• Passage shown
--------------------
Welcome to the httpd_pyparser
documentation.
The parser runs under Python 3.7+ on Linux, Windows and Mac.
httpd_pyparser is dual licensed under the following licenses. You can use the software according to the terms of your chosen license.
- GNU Affero General Public License (AGPL) v3 with additional terms
- Our Own Proprietary License - please contact with us
This means, we can apply any pull requests from any contributor after the agreement of our CLA. For mor information, please check our contrbuting reference
The parser relies on Ply as its underlying parsing library.
Therefore, to run it you will need:
- a Python 3 interpreter
- Ply - the Python Ley Yacc library
- YAML and/or JSON it you want your output to be either of those
You can install these packages on Debian with this command:
sudo apt install python3-ply python3-yaml python3-simplejson
Try to keep the module updated, because it is under heavy development now.
--------------------
• Extracted entries
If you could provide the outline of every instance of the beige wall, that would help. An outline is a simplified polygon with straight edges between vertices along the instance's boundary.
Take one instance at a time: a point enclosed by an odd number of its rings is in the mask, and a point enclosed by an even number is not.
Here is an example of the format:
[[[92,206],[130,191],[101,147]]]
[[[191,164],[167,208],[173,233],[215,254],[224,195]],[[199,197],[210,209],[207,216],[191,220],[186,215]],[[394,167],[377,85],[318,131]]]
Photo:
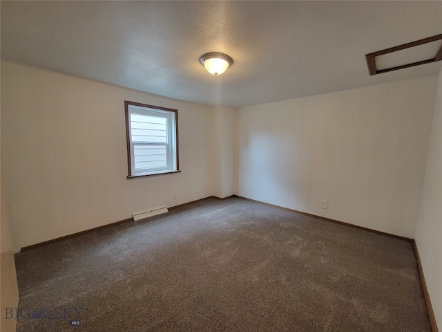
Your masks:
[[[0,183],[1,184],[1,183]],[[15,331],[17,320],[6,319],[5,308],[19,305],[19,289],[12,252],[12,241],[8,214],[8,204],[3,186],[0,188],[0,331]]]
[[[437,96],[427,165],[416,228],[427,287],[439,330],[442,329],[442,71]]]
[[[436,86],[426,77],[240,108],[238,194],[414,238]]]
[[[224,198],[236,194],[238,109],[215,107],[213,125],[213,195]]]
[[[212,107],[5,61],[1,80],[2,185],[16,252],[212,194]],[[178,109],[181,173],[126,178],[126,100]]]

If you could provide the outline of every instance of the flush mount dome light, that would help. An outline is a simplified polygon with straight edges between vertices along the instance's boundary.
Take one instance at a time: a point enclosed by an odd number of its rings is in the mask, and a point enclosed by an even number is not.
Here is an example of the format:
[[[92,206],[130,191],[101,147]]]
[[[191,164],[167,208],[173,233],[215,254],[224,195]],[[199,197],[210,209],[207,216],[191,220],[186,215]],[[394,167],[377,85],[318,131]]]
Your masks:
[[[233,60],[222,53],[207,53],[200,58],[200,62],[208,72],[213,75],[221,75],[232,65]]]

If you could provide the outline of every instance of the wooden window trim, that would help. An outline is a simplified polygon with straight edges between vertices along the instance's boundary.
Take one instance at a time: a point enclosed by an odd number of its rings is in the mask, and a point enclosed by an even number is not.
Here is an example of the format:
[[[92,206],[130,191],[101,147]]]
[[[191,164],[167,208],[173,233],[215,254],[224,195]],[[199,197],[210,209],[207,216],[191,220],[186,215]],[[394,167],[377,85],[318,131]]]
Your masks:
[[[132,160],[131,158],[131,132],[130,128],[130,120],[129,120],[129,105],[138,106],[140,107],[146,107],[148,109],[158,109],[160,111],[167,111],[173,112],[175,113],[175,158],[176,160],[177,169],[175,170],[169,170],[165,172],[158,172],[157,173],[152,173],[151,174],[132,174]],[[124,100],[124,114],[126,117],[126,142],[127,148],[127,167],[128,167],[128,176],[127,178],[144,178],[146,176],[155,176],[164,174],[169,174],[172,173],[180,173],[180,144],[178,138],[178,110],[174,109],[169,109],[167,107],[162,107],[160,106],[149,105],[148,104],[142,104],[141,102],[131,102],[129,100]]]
--------------------
• Stated task 1
Say whether each statement below agrees with the httpd_pyparser documentation above. Answer yes or no for each, and quote the exact words from the documentation that settle it.
(a) The parser runs under Python 3.7 or later on Linux, Windows and Mac.
(b) The parser is built on the Ply library.
(c) The software is offered under a single license.
• Stated task 2
According to the httpd_pyparser documentation above, what command installs the needed packages on Debian?
• Stated task 3
Carry on the httpd_pyparser documentation from its last sentence.

• Answer 1
(a) Yes: "The parser runs under Python 3.7+ on Linux, Windows and Mac."
(b) Yes: "The parser relies on Ply as its underlying parsing library."
(c) No: "httpd_pyparser is dual licensed under the following licenses."

• Answer 2
sudo apt install python3-ply python3-yaml python3-simplejson

• Answer 3
httpd_pyparser
contains two main submodules:
- apache
- nginx
Both main submodules have three classes:
- Lexer
- Parser
- Writer
Before you start to work with any classplease check the version to make sure you have the current one (0.3
):
$ python3
...
>>> import httpd_pyparser
>>> import httpd_pyparser.apache
>>> import httpd_pyparser.nginx
>>> httpd_pyparser.__version__
'0.3'
>>> httpd_pyparser.apache.__version__
'0.3'
>>> httpd_pyparser.nginx.__version__
'0.3'
The Lexer
classes are wrappers for Ply's lexer
object. You can use it independently, to check and see what tokens are in your Apache
or Nginx
configuration.
Here is a simple example:
$ python3
Python 3.9.2 (default, Feb 28 2021, 17:03:44)
[GCC 10.2.1 20210110] on linux
Type "help", "copyright", "credits" or "license" for more information.
>>> import httpd_pyparser
>>> import httpd_pyparser.nginx
>>> import httpd_pyparser.apache
>>>
>>> config = """<VirtualHost *:80>
... ServerName www.yourdomain.com
... Redirect / https://www.yourdomain.com
... </VirtualHost>
... """
>>>
>>> mlexer = httpd_pyparser.apache.Lexer()
>>> mlexer.lexer.input(config)
>>> while True:
... tok = mlexer.lexer.token()
... if not tok:
... break
... print(tok)
...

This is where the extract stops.